▸ **Your task**
Reproduce the stretch from "2. Toggle the" through "use block pagination." in the time series insights text below, word for word.

▸ **Text excerpt**
________________
Skip to content

On-premise users: click in-app to access the full platform documentation for your version of DataRobot.

Time series insights

This section describes the visualizations available to help interpret your data and models, both prior to modeling and once models are built.

Prior to modeling

The following insights, with availability dependent on modeling stage, are available to help understand your data.

Understand a feature's Over Time chart

The Over time chart helps you identify trends and potential gaps in your data by displaying, for both the original modeling data and the derived data, how a feature changes over the primary date/time feature. It is available for all time-aware projects (OTV, single series, and multiseries). For time series, it is available for each user-configured forecast distance.

Using the page's tools, you can focus on specific time periods. Display options for OTV and single-series projects differ from those of multiseries. Note that to view the Over time chart you must first compute chart data. Once computed:

  1. Set the chart's granularity. The resolution options are auto-detected by DataRobot. All project types allow you to set a resolution (this option is under Additional settings for multiseries projects).

  2. Toggle the histogram display on and off to see a visualization of the bins DataRobot is using for EDA1.

  3. Use the date range slider below the chart to highlight a specific region of the time plot. For smaller datasets, you can drag the sliders to a selected portion. Larger datasets use block pagination.

  4. For multiseries projects, you can set both the forecast distance and an individual series (or average across series) to plot:

For time series projects, the Data page also provides a Feature Lineage chart to help understand the creation process for derived features.
________________
▸ **Data segment**
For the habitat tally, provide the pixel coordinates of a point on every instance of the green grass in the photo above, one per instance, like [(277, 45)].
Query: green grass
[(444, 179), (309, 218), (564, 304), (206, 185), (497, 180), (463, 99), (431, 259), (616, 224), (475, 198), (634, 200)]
________________
▸ **Correct response**
2. Toggle the histogram display on and off to see a visualization of the bins DataRobot is using for EDA1.

  3. Use the date range slider below the chart to highlight a specific region of the time plot. For smaller datasets, you can drag the sliders to a selected portion. Larger datasets use block pagination.